● PROVIDED PASSAGE
────────
Geri Allen grew up in Detroit and earned a degree in jazz studies from
Howard University and a master’s degree from the University of Pittsburgh.
Moving to New York City, she performed with Betty Carter, Oliver Lake, Mal
Waldron, and Charles Lloyd. Allen’s first major label release was 1992’s The
Nurturer (Blue Note). In 1995, she was the first recipient of Soul Train’s
Lady of Soul Award for Jazz Album of the Year for Twenty-One, featuring Tony
Williams and Ron Carter. In 1996 she was the first woman to win the coveted
Danish Jazzpar prize. That same year, she participated in Ornette Coleman’s
Sound Museum projects and also played the role of Mary Lou Williams in
Robert Altman’s film “Kansas City.”  In 1998 she released the large group
recording The Gathering (Verve). Her most recent CD, The Life of a Song
(Telarc), features eight original compositions propelled by veterans Dave
Holland and Jack DeJohnette.
────────
Reprint the Geri Allen biography above in full, word for word.
────────
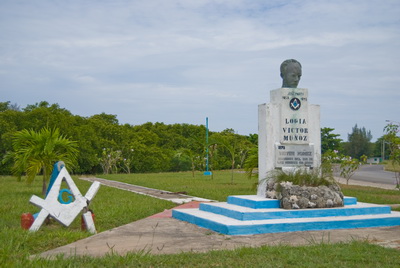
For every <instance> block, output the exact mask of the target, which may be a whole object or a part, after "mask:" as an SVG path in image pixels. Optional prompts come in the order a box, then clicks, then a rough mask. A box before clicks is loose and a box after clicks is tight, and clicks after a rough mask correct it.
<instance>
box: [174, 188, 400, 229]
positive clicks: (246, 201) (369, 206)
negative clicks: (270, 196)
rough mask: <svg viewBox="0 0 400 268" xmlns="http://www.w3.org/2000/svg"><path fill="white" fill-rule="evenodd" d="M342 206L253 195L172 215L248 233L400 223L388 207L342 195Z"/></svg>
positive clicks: (399, 221)
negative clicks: (280, 203)
mask: <svg viewBox="0 0 400 268" xmlns="http://www.w3.org/2000/svg"><path fill="white" fill-rule="evenodd" d="M344 204H345V206H344V207H341V208H325V209H294V210H286V209H280V208H279V206H280V202H279V200H276V199H268V198H262V197H259V196H256V195H244V196H229V197H228V202H221V203H202V204H200V207H199V208H198V209H174V210H173V211H172V217H173V218H175V219H178V220H183V221H187V222H189V223H192V224H196V225H198V226H200V227H203V228H207V229H210V230H213V231H215V232H218V233H221V234H226V235H251V234H264V233H282V232H297V231H318V230H333V229H352V228H370V227H387V226H398V225H400V212H395V211H391V208H390V206H385V205H375V204H368V203H360V202H357V199H356V198H353V197H345V198H344Z"/></svg>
────────
● RESULT OF THE TASK
Geri Allen grew up in Detroit and earned a degree in jazz studies from
Howard University and a master’s degree from the University of Pittsburgh.
Moving to New York City, she performed with Betty Carter, Oliver Lake, Mal
Waldron, and Charles Lloyd. Allen’s first major label release was 1992’s The
Nurturer (Blue Note). In 1995, she was the first recipient of Soul Train’s
Lady of Soul Award for Jazz Album of the Year for Twenty-One, featuring Tony
Williams and Ron Carter. In 1996 she was the first woman to win the coveted
Danish Jazzpar prize. That same year, she participated in Ornette Coleman’s
Sound Museum projects and also played the role of Mary Lou Williams in
Robert Altman’s film “Kansas City.”  In 1998 she released the large group
recording The Gathering (Verve). Her most recent CD, The Life of a Song
(Telarc), features eight original compositions propelled by veterans Dave
Holland and Jack DeJohnette.